Xylem tissue is one component of a tree’s vascular tissue. The xylem tissue conducts water and minerals around the plant, whereas phloem tissue transports sugars and other organic molecules. Lying between these two tissues is the cambium. This is a layer of dividing cells, which becomes active in the Spring forming new cells some of which will form new phloem tissue and others develop into xylem tissue.
The cells that will form the xylem tissue undergo a series of dramatic changes. The walls of the cells that will form the long tubes of the xylem are made of cellulose to begin with, but then they are strengthened with lignin. Lignin is the ‘stuff of wood’. It is a complex material - made from polyphenols and other substances such as pectins and hemicelluloses. It is a waterproofing material that is highly resistance to decay. It lines the tubes of the xylem so that water can be transported from the roots, up the trunk / stem to the leaves etc. The xylem vessels that form in the Spring [early wood] have a greater diameter than those formed later in the year [late wood]. It is this size difference in the vessels that results in the visible ‘rings’ when a tree is felled.
Careful study of tree rings can reveal information about climate, sometimes extending back through the centuries using species such as the long lived Bristlecones. It has given rise to the discipline of dendrochronology [link opens / downloads a PDF]. This information can then be ‘combined’ with tree ring data from intact remains in cold, dry (and often high altitude) environments and material from archaeological sites.

Given records —
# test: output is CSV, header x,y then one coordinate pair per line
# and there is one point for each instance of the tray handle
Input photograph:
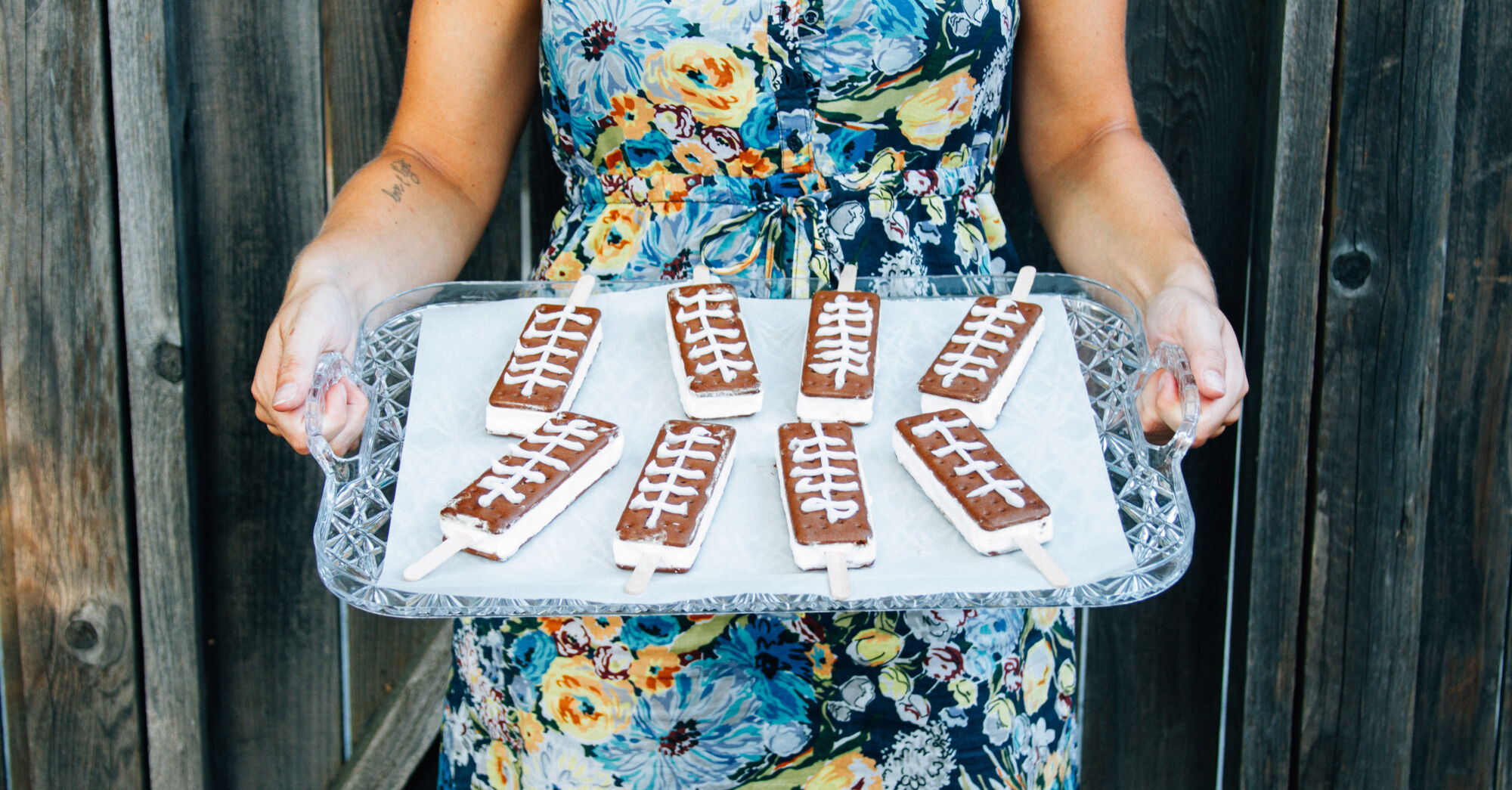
x,y
332,368
1174,359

Assigned task — According to the text about xylem and tree rings, what layer of dividing cells lies between the xylem and phloem tissues? Rely only on the text about xylem and tree rings, not the rows.

Exercise result — The cambium.